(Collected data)
--

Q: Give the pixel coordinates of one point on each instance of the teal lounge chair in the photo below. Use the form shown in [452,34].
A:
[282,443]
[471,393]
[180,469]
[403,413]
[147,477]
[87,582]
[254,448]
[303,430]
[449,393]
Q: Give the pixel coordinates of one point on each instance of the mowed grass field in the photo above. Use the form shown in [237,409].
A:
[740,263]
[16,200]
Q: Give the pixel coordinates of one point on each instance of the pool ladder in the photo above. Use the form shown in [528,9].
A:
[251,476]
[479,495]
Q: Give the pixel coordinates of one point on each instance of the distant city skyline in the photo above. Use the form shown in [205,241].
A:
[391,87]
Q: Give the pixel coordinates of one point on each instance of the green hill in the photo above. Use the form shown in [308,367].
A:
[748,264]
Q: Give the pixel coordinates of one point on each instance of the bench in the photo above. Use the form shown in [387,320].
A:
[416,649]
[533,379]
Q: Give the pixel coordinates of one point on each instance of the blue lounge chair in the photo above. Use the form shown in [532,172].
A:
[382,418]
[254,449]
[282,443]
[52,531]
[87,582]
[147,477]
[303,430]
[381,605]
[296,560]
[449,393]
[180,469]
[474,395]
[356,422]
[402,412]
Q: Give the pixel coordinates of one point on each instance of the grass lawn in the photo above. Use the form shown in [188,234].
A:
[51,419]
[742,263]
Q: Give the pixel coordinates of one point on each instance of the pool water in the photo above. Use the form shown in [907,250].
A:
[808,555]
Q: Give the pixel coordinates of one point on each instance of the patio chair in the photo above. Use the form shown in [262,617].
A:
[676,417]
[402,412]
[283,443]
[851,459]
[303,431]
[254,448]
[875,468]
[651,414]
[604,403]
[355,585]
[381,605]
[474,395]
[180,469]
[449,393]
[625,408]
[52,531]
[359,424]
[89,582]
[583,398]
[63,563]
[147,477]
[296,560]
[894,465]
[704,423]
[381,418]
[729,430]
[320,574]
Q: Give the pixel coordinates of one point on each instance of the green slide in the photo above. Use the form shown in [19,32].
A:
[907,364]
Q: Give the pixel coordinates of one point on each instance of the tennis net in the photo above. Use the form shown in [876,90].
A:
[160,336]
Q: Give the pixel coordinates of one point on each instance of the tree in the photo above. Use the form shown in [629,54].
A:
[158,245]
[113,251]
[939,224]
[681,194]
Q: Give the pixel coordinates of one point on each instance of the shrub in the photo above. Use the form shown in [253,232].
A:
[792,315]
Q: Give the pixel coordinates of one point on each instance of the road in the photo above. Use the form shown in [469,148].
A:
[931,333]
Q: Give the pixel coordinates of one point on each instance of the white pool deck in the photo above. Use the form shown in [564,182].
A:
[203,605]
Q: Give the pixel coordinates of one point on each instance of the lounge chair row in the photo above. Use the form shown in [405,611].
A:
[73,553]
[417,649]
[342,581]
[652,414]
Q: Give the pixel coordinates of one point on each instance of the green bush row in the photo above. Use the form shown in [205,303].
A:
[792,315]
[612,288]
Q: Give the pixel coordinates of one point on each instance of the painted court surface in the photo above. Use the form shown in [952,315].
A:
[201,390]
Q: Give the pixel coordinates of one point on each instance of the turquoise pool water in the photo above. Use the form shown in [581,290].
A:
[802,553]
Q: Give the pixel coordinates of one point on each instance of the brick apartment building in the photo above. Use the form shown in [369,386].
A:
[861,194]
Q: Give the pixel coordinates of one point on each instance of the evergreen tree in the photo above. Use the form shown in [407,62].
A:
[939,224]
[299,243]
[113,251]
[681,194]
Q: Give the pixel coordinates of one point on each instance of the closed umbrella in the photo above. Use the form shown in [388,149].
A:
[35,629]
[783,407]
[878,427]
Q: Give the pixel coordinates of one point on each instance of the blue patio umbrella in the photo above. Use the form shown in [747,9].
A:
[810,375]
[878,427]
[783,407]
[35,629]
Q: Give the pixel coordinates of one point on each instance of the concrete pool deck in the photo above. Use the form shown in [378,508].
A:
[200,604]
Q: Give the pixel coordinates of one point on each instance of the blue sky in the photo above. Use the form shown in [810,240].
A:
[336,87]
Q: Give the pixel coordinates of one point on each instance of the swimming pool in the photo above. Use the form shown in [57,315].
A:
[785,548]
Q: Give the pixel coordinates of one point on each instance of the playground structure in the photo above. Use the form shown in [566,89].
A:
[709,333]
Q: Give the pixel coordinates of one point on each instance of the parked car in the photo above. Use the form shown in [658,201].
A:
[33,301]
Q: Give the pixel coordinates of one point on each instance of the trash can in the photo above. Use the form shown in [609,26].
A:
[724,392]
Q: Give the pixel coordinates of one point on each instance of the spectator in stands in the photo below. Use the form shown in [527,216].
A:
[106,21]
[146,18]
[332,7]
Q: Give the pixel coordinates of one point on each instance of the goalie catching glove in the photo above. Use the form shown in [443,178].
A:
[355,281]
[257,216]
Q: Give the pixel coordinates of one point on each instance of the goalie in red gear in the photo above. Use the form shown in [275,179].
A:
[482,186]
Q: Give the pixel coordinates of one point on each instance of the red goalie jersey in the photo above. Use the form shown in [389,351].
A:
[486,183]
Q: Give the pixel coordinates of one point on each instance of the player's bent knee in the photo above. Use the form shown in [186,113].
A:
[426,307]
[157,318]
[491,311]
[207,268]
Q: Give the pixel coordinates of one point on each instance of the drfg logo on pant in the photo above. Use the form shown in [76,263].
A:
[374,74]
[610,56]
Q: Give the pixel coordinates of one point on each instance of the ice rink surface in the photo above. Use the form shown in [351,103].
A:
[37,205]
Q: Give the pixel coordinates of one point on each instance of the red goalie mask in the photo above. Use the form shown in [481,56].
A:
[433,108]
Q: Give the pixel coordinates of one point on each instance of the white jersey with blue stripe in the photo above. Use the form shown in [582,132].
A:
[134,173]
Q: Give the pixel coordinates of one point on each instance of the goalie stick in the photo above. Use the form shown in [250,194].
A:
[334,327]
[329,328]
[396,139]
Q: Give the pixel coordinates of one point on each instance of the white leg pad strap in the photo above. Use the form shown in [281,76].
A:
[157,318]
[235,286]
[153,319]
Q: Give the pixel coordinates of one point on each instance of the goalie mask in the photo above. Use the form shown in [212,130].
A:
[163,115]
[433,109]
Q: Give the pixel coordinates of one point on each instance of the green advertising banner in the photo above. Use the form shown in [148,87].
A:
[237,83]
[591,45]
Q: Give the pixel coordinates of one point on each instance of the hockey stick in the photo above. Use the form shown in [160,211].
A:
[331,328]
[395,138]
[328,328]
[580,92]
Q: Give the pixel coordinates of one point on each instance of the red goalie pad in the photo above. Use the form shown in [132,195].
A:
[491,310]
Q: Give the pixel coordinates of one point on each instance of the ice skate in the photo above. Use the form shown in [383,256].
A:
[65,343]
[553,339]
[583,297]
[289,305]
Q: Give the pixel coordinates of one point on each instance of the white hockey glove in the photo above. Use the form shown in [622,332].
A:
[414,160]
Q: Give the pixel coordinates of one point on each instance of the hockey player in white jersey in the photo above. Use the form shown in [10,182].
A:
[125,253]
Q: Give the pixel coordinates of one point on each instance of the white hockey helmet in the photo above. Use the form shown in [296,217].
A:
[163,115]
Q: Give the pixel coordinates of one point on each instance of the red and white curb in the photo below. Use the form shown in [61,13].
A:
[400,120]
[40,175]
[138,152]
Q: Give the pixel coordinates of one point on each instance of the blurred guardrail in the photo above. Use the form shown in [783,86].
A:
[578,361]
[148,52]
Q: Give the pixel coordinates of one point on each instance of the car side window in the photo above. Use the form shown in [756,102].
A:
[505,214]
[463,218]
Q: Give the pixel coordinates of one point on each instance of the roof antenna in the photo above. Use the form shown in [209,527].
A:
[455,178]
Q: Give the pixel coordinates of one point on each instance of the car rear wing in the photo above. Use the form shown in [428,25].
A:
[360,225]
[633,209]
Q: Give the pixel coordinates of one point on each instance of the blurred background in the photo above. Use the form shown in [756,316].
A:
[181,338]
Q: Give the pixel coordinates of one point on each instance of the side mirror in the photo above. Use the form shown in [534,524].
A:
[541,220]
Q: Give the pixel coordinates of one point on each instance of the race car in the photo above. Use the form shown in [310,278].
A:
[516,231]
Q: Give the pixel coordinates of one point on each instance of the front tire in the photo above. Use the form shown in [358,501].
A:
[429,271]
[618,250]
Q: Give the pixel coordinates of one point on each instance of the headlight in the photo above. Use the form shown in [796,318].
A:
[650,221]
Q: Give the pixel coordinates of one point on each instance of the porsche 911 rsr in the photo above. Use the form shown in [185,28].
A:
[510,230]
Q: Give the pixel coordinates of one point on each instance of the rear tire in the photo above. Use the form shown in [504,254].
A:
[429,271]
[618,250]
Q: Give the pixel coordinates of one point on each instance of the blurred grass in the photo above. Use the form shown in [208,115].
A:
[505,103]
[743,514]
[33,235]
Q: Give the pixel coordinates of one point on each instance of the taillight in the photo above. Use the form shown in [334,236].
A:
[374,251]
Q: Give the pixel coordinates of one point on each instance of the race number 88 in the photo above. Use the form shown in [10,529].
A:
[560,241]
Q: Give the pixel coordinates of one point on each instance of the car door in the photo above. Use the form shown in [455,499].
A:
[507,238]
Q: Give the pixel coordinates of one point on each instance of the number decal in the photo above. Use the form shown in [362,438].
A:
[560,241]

--

**REQUIRED WORK**
Beginning at the line that holds "shown in [185,28].", write out word for word each line through the end of the records.

**ANSWER TO THE PROBLEM**
Q: Give the pixel coordinates of one point on each instance of the porsche 911 rsr in the photo above. Use the form shown in [185,28].
A:
[510,230]
Q: Give the pixel coordinates of one point on each instance of the rear tire in the photo above. Use the form shown in [504,254].
A:
[429,271]
[618,250]
Q: Give the pixel coordinates of one point on each instance of the blurred grass in the photo above. Use the form shown in [208,115].
A:
[505,103]
[743,514]
[33,235]
Q: Give the pixel coordinates of one point on each instance of the taillight in the photo above. Use the form shown in [334,236].
A:
[374,251]
Q: Give the pixel coordinates of one point on each instance of the race number 88 in the photo above. Use the form shown in [10,529].
A:
[560,241]
Q: Give the pixel coordinates of one point on each instance of the car door in the photo above. Use the form shown in [455,499].
A:
[507,238]
Q: Give the pixel coordinates of one point on each instance of the number decal in the photo above. Use the form shown in [362,438].
A:
[560,241]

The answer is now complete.